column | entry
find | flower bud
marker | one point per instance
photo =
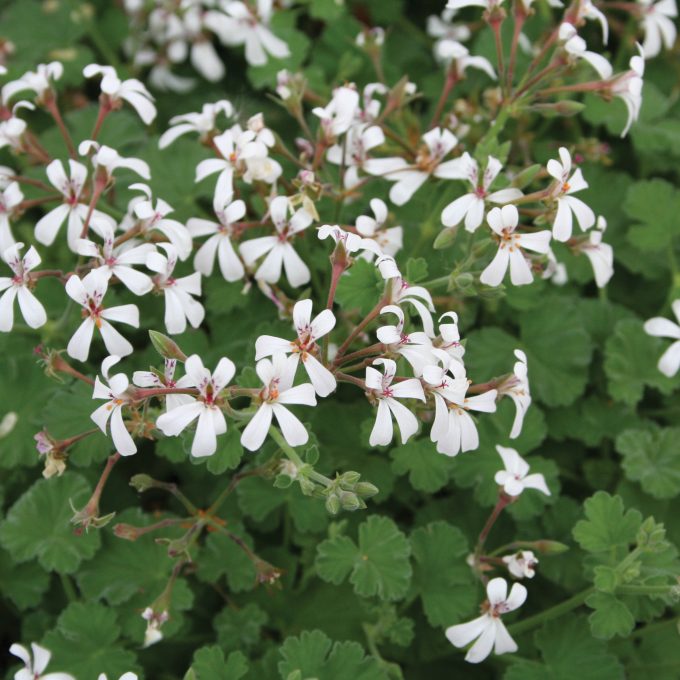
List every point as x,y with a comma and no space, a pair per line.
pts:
166,347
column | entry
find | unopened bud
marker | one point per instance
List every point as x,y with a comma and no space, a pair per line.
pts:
166,347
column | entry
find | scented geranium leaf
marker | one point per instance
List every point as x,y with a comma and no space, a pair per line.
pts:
125,568
86,641
38,525
654,204
239,628
379,565
427,470
441,574
222,556
209,664
313,655
606,527
630,362
651,458
558,642
360,287
558,352
23,584
610,618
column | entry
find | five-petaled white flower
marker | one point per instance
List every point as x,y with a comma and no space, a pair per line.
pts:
116,398
387,393
514,479
132,91
152,379
305,347
658,25
438,142
278,248
521,564
35,667
510,253
277,378
669,363
10,197
89,294
219,245
471,206
72,210
566,203
18,287
180,306
415,347
118,261
205,407
488,630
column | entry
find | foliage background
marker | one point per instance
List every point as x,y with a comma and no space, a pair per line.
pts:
603,417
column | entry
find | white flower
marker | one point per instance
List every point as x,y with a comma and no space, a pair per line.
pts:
387,394
389,240
514,479
488,630
278,249
18,287
575,46
339,114
353,151
669,363
132,91
10,197
167,380
204,122
453,429
658,25
119,261
155,217
628,86
219,244
504,221
305,347
438,142
116,399
180,306
416,347
89,293
241,24
108,159
521,564
36,666
517,388
277,378
72,210
601,255
211,421
471,205
566,203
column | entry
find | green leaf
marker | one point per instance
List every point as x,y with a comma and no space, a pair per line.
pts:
651,458
568,651
38,525
86,642
631,358
654,205
441,574
607,526
379,565
313,655
209,664
427,470
610,618
558,352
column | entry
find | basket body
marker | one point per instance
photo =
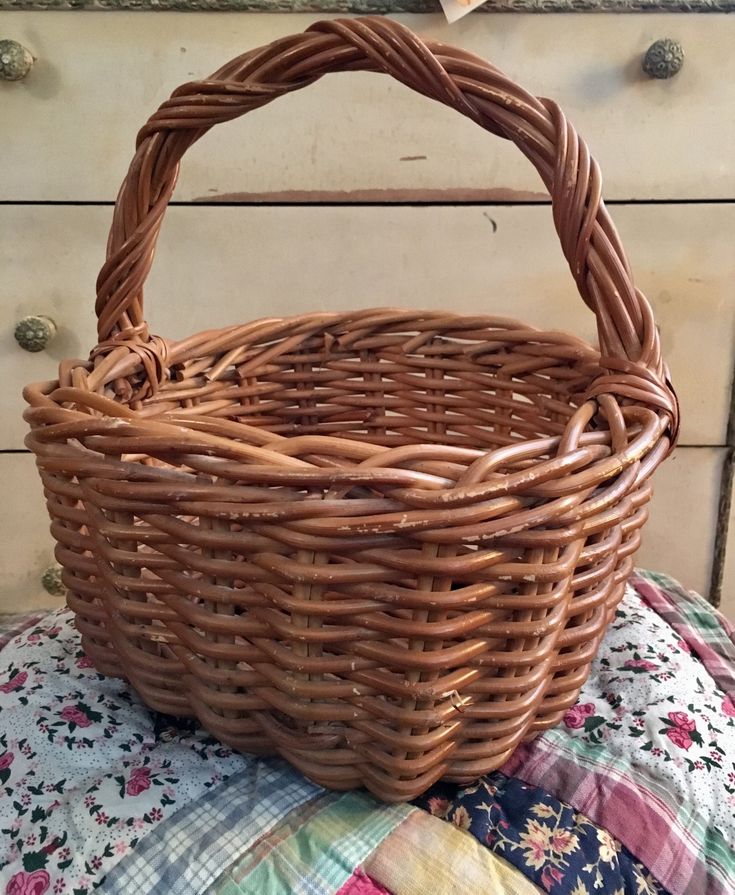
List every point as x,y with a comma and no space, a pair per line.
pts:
383,544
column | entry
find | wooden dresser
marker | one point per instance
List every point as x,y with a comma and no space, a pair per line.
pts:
356,193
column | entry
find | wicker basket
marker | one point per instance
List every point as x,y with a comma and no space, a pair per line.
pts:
384,544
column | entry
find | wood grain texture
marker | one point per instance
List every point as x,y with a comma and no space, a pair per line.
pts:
253,262
70,141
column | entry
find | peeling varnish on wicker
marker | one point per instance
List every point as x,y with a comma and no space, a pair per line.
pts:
448,194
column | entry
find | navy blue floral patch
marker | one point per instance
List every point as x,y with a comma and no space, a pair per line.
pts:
553,845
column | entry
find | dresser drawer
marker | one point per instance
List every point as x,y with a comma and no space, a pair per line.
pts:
218,266
685,551
679,537
73,119
26,547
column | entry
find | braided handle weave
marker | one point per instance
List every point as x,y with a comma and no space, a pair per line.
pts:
629,342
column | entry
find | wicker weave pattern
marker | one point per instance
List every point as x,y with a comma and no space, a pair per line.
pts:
384,544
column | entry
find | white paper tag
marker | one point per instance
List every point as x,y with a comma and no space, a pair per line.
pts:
455,9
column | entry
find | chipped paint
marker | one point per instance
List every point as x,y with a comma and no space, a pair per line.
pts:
448,194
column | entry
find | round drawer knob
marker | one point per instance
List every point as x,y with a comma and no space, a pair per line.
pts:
663,59
34,333
52,583
15,61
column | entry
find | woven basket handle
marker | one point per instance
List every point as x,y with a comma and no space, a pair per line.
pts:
628,337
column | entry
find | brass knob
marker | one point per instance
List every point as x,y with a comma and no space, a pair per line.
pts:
663,59
15,61
34,333
52,583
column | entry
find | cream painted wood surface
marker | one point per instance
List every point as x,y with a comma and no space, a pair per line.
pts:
685,551
69,128
217,266
26,547
679,538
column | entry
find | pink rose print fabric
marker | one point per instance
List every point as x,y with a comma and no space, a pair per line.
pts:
83,774
653,703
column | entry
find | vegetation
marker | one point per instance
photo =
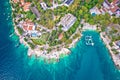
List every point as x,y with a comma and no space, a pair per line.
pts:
20,30
31,45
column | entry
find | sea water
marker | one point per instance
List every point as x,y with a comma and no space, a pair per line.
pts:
84,62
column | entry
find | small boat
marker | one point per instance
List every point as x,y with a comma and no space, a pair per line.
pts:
88,37
89,40
17,45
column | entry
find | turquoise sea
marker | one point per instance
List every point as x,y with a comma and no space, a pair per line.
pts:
84,62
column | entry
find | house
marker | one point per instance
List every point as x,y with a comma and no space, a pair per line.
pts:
60,36
35,11
95,10
15,1
26,6
43,5
118,43
68,2
28,26
67,21
117,13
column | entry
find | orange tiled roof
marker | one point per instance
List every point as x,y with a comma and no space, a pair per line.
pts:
15,1
115,1
114,9
30,28
60,36
26,6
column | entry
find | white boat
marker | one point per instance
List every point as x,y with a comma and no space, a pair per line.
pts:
89,40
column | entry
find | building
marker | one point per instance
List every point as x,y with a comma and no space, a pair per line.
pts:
95,10
68,2
43,5
36,12
28,26
67,21
118,43
26,6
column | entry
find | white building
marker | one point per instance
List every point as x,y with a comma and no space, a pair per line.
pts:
67,21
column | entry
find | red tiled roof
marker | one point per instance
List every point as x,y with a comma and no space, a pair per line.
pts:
115,1
114,9
30,27
60,36
15,1
26,6
25,28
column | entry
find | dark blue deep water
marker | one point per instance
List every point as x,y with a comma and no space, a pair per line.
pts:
84,63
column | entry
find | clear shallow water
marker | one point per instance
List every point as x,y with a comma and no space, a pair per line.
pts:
84,63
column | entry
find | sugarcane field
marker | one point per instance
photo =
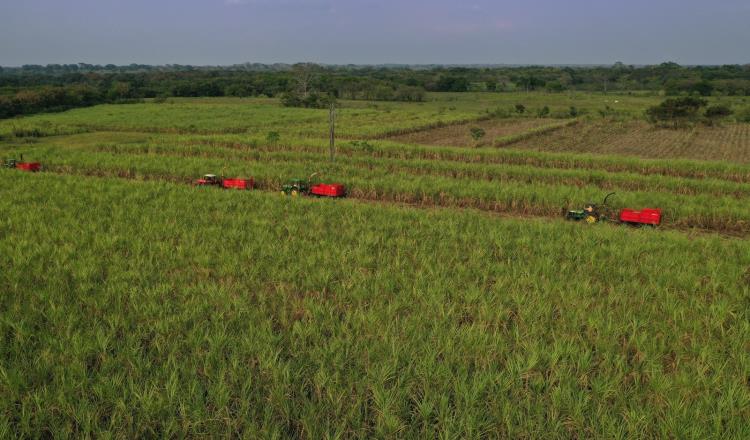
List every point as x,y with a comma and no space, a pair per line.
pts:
372,249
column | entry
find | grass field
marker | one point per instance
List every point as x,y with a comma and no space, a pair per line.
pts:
444,298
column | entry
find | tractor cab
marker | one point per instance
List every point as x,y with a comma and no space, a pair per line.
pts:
591,212
21,165
208,179
295,187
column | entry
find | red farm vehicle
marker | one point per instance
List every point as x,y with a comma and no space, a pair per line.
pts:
21,165
594,213
648,216
213,180
296,187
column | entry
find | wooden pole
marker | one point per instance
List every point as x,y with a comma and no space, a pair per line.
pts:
332,128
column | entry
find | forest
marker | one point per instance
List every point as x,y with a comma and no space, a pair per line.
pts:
34,88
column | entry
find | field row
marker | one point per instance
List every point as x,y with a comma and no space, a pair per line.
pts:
730,142
251,317
393,150
499,173
519,196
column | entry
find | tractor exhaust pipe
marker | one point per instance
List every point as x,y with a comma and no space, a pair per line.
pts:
607,198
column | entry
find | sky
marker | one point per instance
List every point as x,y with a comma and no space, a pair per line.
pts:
223,32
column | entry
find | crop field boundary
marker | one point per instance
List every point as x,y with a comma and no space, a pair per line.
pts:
425,201
503,173
509,140
426,127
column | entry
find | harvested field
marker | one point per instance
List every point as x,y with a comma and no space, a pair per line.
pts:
638,138
460,136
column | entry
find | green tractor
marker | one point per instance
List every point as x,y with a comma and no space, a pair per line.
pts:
296,187
591,212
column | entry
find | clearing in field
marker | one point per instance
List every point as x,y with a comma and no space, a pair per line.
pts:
459,135
730,142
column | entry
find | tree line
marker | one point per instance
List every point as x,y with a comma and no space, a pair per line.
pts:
36,88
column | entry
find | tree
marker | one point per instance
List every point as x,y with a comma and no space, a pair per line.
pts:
303,76
477,133
716,112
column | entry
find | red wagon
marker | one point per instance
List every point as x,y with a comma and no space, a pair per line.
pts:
328,190
29,166
212,180
238,183
648,216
:::
## Assignment
All of the listing above has to be reproduced exactly, though without its images.

## Solution for this task
column | entry
find | flower bud
marker | one point per instance
photo =
List every point as x,y with a comma and no space, a pair per line.
pts:
166,347
column | entry
find | unopened bud
marker | one point per instance
List every point as x,y with a comma and no space, a pair per line.
pts:
166,347
column | entry
find | scented geranium leaf
marker | one point per instance
List every point as x,y with a comma and no space, a pair per line.
pts:
125,568
86,641
38,525
654,204
239,628
379,565
427,470
441,574
222,556
209,664
313,655
606,527
630,362
651,458
558,642
360,287
558,352
23,584
610,618
column | entry
find | five-petaled white flower
marker | one point per instance
List every point as x,y with a comma and no space, a pair per line.
pts:
116,398
387,393
514,479
132,91
152,379
305,347
658,25
438,142
278,248
521,564
35,667
510,253
277,378
669,363
10,197
89,294
219,245
471,206
72,210
566,203
18,287
180,306
415,347
118,261
205,407
488,630
column | entry
find | foliage background
marker | one point per instance
List every point as x,y with a comma and no space, a pair per line.
pts:
603,417
column | entry
find | white flower
marker | one point per instance
List every point as x,y with a comma and no space, a pair per line.
pts:
387,394
389,240
514,479
488,630
278,249
18,287
575,46
339,114
353,151
669,363
132,91
10,197
167,380
204,122
453,429
658,25
119,261
155,217
628,86
219,244
504,221
305,347
438,142
116,399
180,306
416,347
89,293
241,24
108,159
521,564
36,666
517,388
277,378
72,210
601,255
211,421
471,205
566,203
column | entry
find | green leaf
marker | one point per instance
List every point as x,y with a comma and no space, a pair per line.
pts:
651,458
568,651
38,525
86,642
631,358
654,205
441,574
607,526
379,565
313,655
209,664
427,470
610,618
558,352
column | entry
find | basket body
marker | one point per instance
photo =
List every point as x,y with a comma and no space, a pair per line.
pts:
383,544
column | entry
find | wooden dresser
marker | one point per instance
List every point as x,y with a comma and no space, a pair per line.
pts:
356,193
column | entry
find | wicker basket
marker | one point per instance
List every point as x,y with a comma and no space, a pair per line.
pts:
384,544
column | entry
find | wood grain texture
marker | one point per instance
List every point as x,y with a comma and no space, a pair per line.
pts:
253,262
70,141
column | entry
find | peeling varnish on wicker
marker | one point per instance
List every point as x,y with a comma and no space, a pair per line.
pts:
448,194
column | entry
find | navy blue floral patch
marker | one point per instance
List every point as x,y with a comma and no space, a pair per line.
pts:
553,845
column | entry
find | dresser drawer
marker | one point per instance
List every point as x,y with a comma and no space, a pair per line.
pts:
218,266
685,551
679,537
73,119
26,547
column | entry
find | braided handle weave
marker | one point per instance
List every point as x,y with a comma and no space, a pair per line.
pts:
629,342
column | entry
find | wicker weave pattern
marker | one point per instance
List every point as x,y with a comma and no space, a pair per line.
pts:
384,544
column | entry
find | white paper tag
marker | one point per instance
List every point as x,y with a comma and no space, a pair per line.
pts:
455,9
column | entry
find | chipped paint
marker | one point per instance
List every point as x,y with a comma and no space, a pair per line.
pts:
448,194
column | entry
find | round drawer knob
marker | one point per instance
List every point as x,y with a comma and no space, a pair per line.
pts:
663,59
34,333
52,583
15,61
column | entry
find | woven basket handle
marker | one point per instance
List every point as x,y with a comma and no space, a pair per line.
pts:
628,337
column | entry
find | brass knob
marker | one point per instance
List every point as x,y with a comma and no space, a pair per line.
pts:
663,59
15,61
34,333
52,583
column | entry
find | cream painted wood surface
marker | one point per instance
List every point as x,y with a comma and no space, a pair per line.
pts:
685,551
69,128
217,266
26,547
679,538
column | entry
find | pink rose print fabric
marker | one point per instance
List every point as x,y with a comma and no space, a pair per line.
pts:
83,774
653,703
column | entry
find | vegetation
marker | one point per instance
photo =
List every point as x,y with a comma and no space, a pair per line.
pts:
20,30
31,45
column | entry
find | sea water
marker | one point per instance
List every point as x,y with a comma and no space, a pair per line.
pts:
84,62
column | entry
find | small boat
marker | one point per instance
List every point as x,y with a comma and no space, a pair per line.
pts:
88,37
89,40
17,45
column | entry
find | turquoise sea
marker | one point per instance
List every point as x,y with a comma and no space, a pair per line.
pts:
84,62
column | entry
find | house
marker | one point per instance
List every point as x,y with a comma and no space, a pair per line.
pts:
60,36
35,11
95,10
15,1
26,6
43,5
118,43
68,2
28,26
67,21
117,13
column | entry
find | orange tiled roof
marker | one point per instance
List every point as x,y with a comma and no space, a pair per line.
pts:
15,1
115,1
114,9
30,28
60,36
26,6
column | entry
find | white boat
marker | one point per instance
List every point as x,y with a comma and no space, a pair per line.
pts:
89,40
column | entry
find | building
marker | one point per instance
List every point as x,y with a comma and no space, a pair per line.
pts:
95,10
68,2
43,5
36,12
28,26
67,21
118,43
26,6
column | entry
find | white building
marker | one point per instance
List every point as x,y with a comma and no space, a pair per line.
pts:
67,21
column | entry
find | red tiled roof
marker | one point per instance
List every point as x,y with a comma and no space, a pair per line.
pts:
115,1
114,9
30,27
60,36
15,1
26,6
25,28
column | entry
find | dark blue deep water
marker | one point per instance
List every point as x,y with a comma and no space, a pair per line.
pts:
84,63
column | entry
find | clear shallow water
marker | one point per instance
List every point as x,y with a comma and no space, a pair per line.
pts:
84,63
column | entry
find | sugarcane field
marker | one point per instance
photo =
List every point as x,y with a comma and no space, a pair per line.
pts:
372,249
column | entry
find | grass field
marker | one point per instance
List every point as x,y with a comma and no space, a pair per line.
pts:
444,298
column | entry
find | tractor cab
marker | one point per instance
List every point as x,y with a comma and no space, a pair per line.
pts:
591,212
21,165
208,179
295,187
column | entry
find | red farm vehicle
marker | one point per instance
List every point as x,y with a comma and no space, a pair per line.
pts:
21,165
594,213
648,216
213,180
296,187
column | entry
find | wooden pole
marker | one point per instance
List every point as x,y with a comma and no space, a pair per line.
pts:
332,128
column | entry
find | forest
marker | one point per instance
List every point as x,y with a comma and no space, a pair per line.
pts:
34,88
column | entry
find | field row
marker | one point per instance
List every point as x,y with a comma and no space, a pair per line.
pts:
730,142
251,317
393,150
499,173
519,196
column | entry
find | tractor exhaust pipe
marker | one point per instance
List every point as x,y with a comma and no space, a pair per line.
pts:
607,198
column | entry
find | sky
marker | one point per instance
List every point as x,y with a comma and no space, a pair per line.
pts:
223,32
column | entry
find | crop field boundary
marker | one point per instance
List every point as x,y with a comma and no space, a pair per line.
pts:
425,201
503,173
509,140
426,127
column | entry
find | harvested field
marker | one point per instance
List every point as x,y with a comma and no space, a pair per line.
pts:
638,138
460,136
column | entry
find | green tractor
marker | one point per instance
List every point as x,y with a comma and no space, a pair per line.
pts:
296,187
591,212
column | entry
find | clearing in field
marker | one point per instance
List every point as x,y with a comma and no space, a pair per line.
pts:
459,135
730,142
column | entry
find | tree line
marker | one point per instance
List every point as x,y with a comma and no space, a pair per line.
pts:
36,88
column | entry
find | tree
marker | one point per instance
List every point as x,y with a comma and no space, a pair per line.
pts:
303,76
477,133
716,112
column | entry
find | red wagon
marker | one point per instance
List every point as x,y with a comma and no space, a pair per line.
pts:
328,190
29,166
212,180
238,183
648,216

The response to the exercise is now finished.